→ **Your task**: Set each entry down verbatim, omitting images.

(Records from a data collection)
-- START --
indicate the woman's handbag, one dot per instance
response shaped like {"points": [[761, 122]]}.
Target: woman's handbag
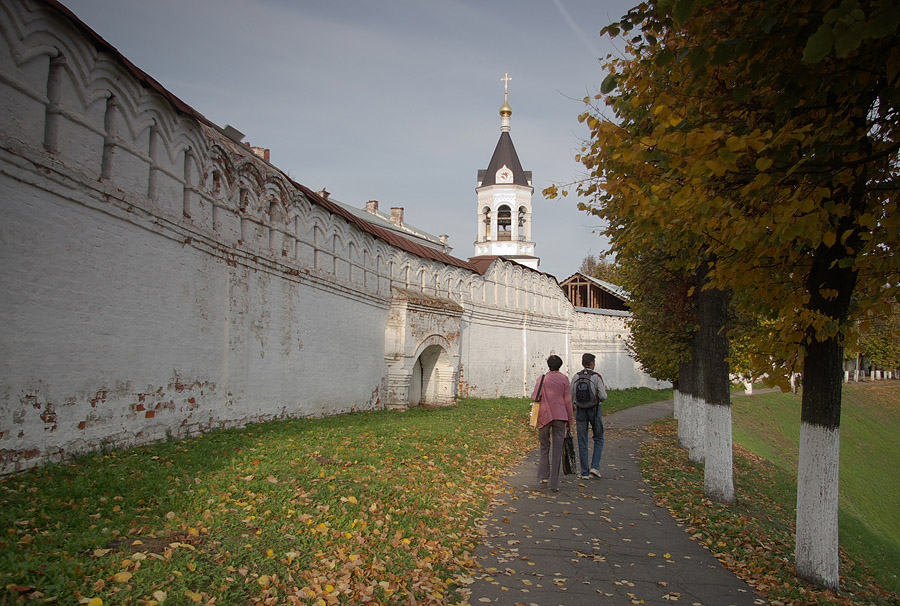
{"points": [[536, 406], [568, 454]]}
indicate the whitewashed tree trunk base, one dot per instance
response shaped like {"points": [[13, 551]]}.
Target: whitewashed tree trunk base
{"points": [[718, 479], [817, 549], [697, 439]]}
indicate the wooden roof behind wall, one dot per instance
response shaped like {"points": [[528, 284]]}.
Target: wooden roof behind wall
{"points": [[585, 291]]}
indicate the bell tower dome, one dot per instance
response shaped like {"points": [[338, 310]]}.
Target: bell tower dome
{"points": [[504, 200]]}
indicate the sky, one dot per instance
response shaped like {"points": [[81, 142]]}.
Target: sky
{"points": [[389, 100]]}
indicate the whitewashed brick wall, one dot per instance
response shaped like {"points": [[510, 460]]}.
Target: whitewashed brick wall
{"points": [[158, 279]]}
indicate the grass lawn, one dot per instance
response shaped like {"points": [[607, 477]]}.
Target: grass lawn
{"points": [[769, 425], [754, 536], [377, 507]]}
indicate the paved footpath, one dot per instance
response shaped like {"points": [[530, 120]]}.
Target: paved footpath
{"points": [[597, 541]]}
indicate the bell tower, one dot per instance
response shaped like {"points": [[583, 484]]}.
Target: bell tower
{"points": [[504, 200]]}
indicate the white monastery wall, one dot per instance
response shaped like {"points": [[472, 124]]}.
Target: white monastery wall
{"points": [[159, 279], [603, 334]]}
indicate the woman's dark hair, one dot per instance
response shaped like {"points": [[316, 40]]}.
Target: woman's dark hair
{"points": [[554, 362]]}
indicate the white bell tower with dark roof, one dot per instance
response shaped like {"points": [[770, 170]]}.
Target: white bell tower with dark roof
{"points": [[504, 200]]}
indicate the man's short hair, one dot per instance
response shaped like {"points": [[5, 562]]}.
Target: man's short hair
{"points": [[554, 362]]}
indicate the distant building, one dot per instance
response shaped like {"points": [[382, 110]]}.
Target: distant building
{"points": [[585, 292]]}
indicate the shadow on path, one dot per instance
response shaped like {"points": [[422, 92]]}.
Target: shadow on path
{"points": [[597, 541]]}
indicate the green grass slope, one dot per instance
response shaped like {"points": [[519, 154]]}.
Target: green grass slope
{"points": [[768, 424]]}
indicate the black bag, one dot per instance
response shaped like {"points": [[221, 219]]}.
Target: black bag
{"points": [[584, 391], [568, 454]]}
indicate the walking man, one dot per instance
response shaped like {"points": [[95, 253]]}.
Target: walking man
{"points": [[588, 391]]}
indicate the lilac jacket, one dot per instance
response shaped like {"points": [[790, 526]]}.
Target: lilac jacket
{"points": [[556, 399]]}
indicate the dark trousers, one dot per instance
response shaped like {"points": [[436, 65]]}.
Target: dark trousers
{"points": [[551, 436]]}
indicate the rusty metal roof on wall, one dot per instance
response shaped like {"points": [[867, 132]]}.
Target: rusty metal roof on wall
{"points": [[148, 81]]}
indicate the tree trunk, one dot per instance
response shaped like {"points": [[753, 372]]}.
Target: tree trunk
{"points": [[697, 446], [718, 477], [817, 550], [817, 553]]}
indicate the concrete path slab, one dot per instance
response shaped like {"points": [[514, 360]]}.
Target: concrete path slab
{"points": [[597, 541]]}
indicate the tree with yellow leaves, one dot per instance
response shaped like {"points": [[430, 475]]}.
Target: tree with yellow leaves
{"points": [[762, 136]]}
-- END --
→ **Output for this exercise**:
indicate the woman's handbag, one dot per instance
response shaped like {"points": [[761, 122]]}.
Target: woman's handbag
{"points": [[536, 406], [568, 454]]}
indicate the whitewashed tree trunk base, one dot per instance
response shaped like {"points": [[13, 551]]}.
Target: whitewashed tree trunk base
{"points": [[718, 479], [817, 549], [697, 439]]}
indicate the wooden roof behind wall, one dot per instance
response shaped like {"points": [[528, 284]]}.
Target: wooden roof behind wall
{"points": [[585, 291]]}
indicate the bell tower dome, one dot per instance
response shaped like {"points": [[338, 310]]}.
Target: bell tower dome
{"points": [[504, 200]]}
indicate the sky, one dot per instance
response shaped like {"points": [[81, 142]]}.
Target: sky
{"points": [[389, 100]]}
indicate the whitewashed brick wall, one dot per instance
response shaped like {"points": [[510, 460]]}.
Target: whitewashed brick wall
{"points": [[158, 279]]}
indicate the grass lawn, one dot per instance
response shaped like {"points": [[607, 477]]}.
Target: grass lawn
{"points": [[769, 425], [754, 536], [377, 507]]}
indicate the paved footpath, one dot per instance
response shaped like {"points": [[530, 120]]}.
Target: paved footpath
{"points": [[597, 541]]}
indicate the bell tower, one dot per instance
response shaped like {"points": [[583, 484]]}.
Target: bell tower
{"points": [[504, 200]]}
indicate the white monastery wall, one dot per instance
response shaped like {"points": [[472, 124]]}.
Target: white monastery wall
{"points": [[159, 279], [603, 334]]}
indicate the woman's dark hair, one dot per instance
response shaped like {"points": [[316, 40]]}.
Target: woman's dark hair
{"points": [[554, 362]]}
indicate the white bell tower with dark roof, one dot per instance
response shaped like {"points": [[770, 170]]}.
Target: white bell tower with dark roof
{"points": [[504, 200]]}
indicate the man's short hair, one dot per instance
response shaped like {"points": [[5, 562]]}.
Target: man's short hair
{"points": [[554, 362]]}
indicate the distant building, one dot per instance
response shaped like {"points": [[382, 110]]}.
Target: distant building
{"points": [[585, 292]]}
indicate the shadow on path, one dot per instance
response shaped like {"points": [[422, 92]]}.
Target: shadow on path
{"points": [[597, 541]]}
indicate the green grass slope, one dot per instance
response shaped like {"points": [[519, 154]]}.
Target: green grass slope
{"points": [[768, 424]]}
indicate the black bag, one dot per instance
response shaped like {"points": [[221, 219]]}.
Target: black bag
{"points": [[584, 391], [568, 454]]}
indicate the walking man, one dot per instance
response shaped like {"points": [[95, 253]]}.
Target: walking man
{"points": [[588, 391]]}
indicate the lilac jacket, one dot per instance
response shaped like {"points": [[790, 526]]}.
Target: lilac jacket
{"points": [[556, 399]]}
indicate the dark trousers, one dot per instance
response shaped like {"points": [[436, 65]]}.
Target: dark trousers
{"points": [[551, 436]]}
indicate the rusty metal roof on wall, one dot per instance
response shaped like {"points": [[867, 132]]}.
Target: rusty metal roof on wall
{"points": [[148, 81]]}
indicate the tree trunk, one dot per instance
response shaped like {"points": [[753, 372]]}.
Target: tree trunk
{"points": [[697, 446], [718, 477], [817, 550], [817, 553]]}
indicate the concrete path slab, one dot per instance
response shaped like {"points": [[514, 360]]}.
Target: concrete path slab
{"points": [[597, 541]]}
indicate the tree with yellow leaves, one dot per instance
response shaped like {"points": [[430, 475]]}.
Target: tree with yellow leaves
{"points": [[762, 136]]}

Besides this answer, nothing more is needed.